[DOCUMENT SEGMENT]
____________
Routine Hospital Appointments Suspended As Doctor Apologises For ‘Third World Conditions’
Routine hospital appointments are to be delayed to free up capacity for the sickest patients until the end of January, amid warnings of extreme pressure facing A&Es across the country.
The NHS has taken the drastic step of extending the cancellation of non-urgent operations to include thousands more minor procedures this month, amid multiple reports of NHS services struggling to cope this Christmas.
Officials have estimated that this could lead to up to 55,000 deferred operations.
The move comes as a senior NHS consultant apologised for the “third world conditions” some patients are experiencing.
Dr Richard Fawcett, a consultant in emergency medicine in Stoke-on-Trent, one of the country’s largest A&E departments, tweeted on Tuesday: “As an A&E consultant at University Hospitals of North Midlands NHS Trust I personally apologise to the people of Stoke for the third world conditions of the department due to overcrowding.”
This followed an earlier tweet saying the A&E department had already had to divert ambulances to other hospitals because of demand.
____________
[EXERCISE SET]
a) In the article on suspended hospital appointments, how many operations could be deferred, according to officials' estimate?
b) Please continue the article on suspended hospital appointments with the next part after its final sentence.

[PROVIDED MATERIAL]
____________
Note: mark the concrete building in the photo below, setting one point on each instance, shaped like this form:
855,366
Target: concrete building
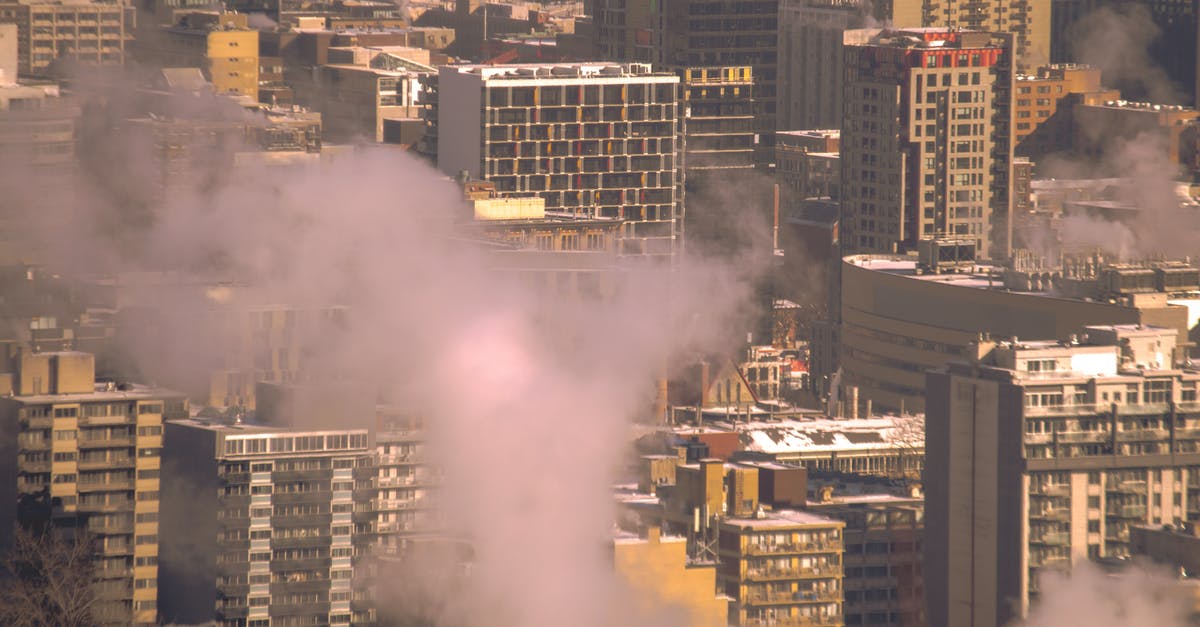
____________
[RESULTS OF THE EXERCISE]
a) Up to 55,000 operations.

b)
The intense pressures facing the NHS were confirmed by new guidance from the NHS National Emergency Pressures Panel (NEPP) which, before Christmas, told trusts to cancel non-urgent operations – such as cataract surgery and hip replacements – to manage winter pressures.
This temporary block has already led to tens of thousands of operations being cancelled, and has now been extended from mid-January to the end of the month.
But hospitals have now been told to cancel any day-case and outpatient procedures, which would not require an overnight bed and where patients would typically walk out after being seen.
These changes are intended to free-up “critical time” for urgent and emergency care. Specifically, the guidance says hospitals should now implement:
Consultant-led triage at the front-door of A&E, meaning the most senior doctors will be prioritising patients as they arrive at emergency departments;
Consultant phone support for GPs, to help advise on when a patient should be referred to hospital;
Re-deployment of allied health professionals, such as physiotherapists, to assist with patient rehabilitation and discharge;
“Hot clinics” and walk-in arrangements, as an alternative to A&E attendances.
Before Christmas The Independent revealed that one in five hospitals had run out of beds at some point in the first two weeks of winter.
In a further sign of the pressure on bed space, the NEPP guidance also says that penalties for providing beds for men and women on the same wards should not be enforced.
The Independent has previously shown use of mixed sex wards was spiralling, despite a Conservative pledge to abolish them.
The NEPP is chaired by former national medical director Professor Sir Bruce Keogh, who thanked staff for their work over Christmas and said: “We expect these pressures to continue and there are early signs of increased flu prevalence.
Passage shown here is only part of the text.